**To do**
A verbatim copy of the line containing "Mark one point per instance of the red" and all lines after it, up to and including the final line of the records, is the only acceptable output.

[Region pointing data]

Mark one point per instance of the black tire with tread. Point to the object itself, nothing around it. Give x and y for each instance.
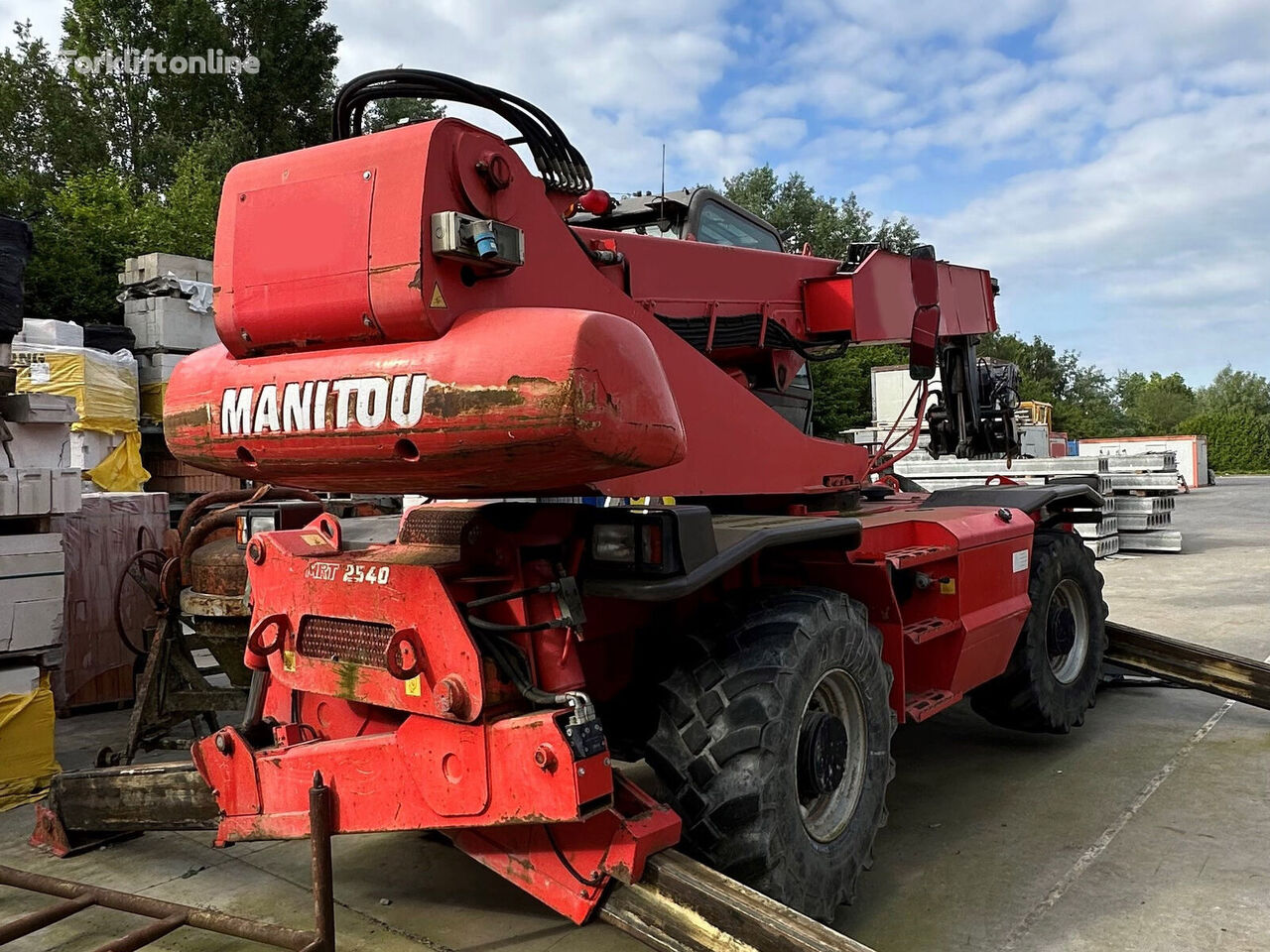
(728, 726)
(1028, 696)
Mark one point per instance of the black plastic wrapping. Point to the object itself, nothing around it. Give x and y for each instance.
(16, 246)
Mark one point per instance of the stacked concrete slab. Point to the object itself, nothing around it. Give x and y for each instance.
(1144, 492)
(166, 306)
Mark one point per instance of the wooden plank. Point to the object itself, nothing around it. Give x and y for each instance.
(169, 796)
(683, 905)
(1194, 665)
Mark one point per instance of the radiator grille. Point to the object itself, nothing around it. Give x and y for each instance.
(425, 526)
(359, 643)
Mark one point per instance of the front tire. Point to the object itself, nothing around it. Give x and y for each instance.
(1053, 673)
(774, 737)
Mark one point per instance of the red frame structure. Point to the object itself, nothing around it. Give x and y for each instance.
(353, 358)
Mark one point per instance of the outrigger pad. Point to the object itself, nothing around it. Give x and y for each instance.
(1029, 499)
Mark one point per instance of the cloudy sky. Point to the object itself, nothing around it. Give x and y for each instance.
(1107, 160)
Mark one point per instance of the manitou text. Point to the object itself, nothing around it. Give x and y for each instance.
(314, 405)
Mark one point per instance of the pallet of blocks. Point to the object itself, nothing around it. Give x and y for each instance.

**Written response**
Mark one point per instance of the red frame structure. Point to the object itself, nothing around it. Give x and y for each instance.
(353, 358)
Mark one point per instance of the outrigger pad. Point to the object itself, nothing around it. Give x and y for each instance.
(1029, 499)
Mark one point per instance of the cloudy sky. Point to the object itself, nothing around it. Give x and y for each instance.
(1107, 160)
Mark one point per instance of the manitou text. Point to the object itself, nothing around it. Give x and y for each instance.
(314, 405)
Mark one point per instance of the pallet of blocks. Point to the object itself, nothing around it. Give x and y for each instance.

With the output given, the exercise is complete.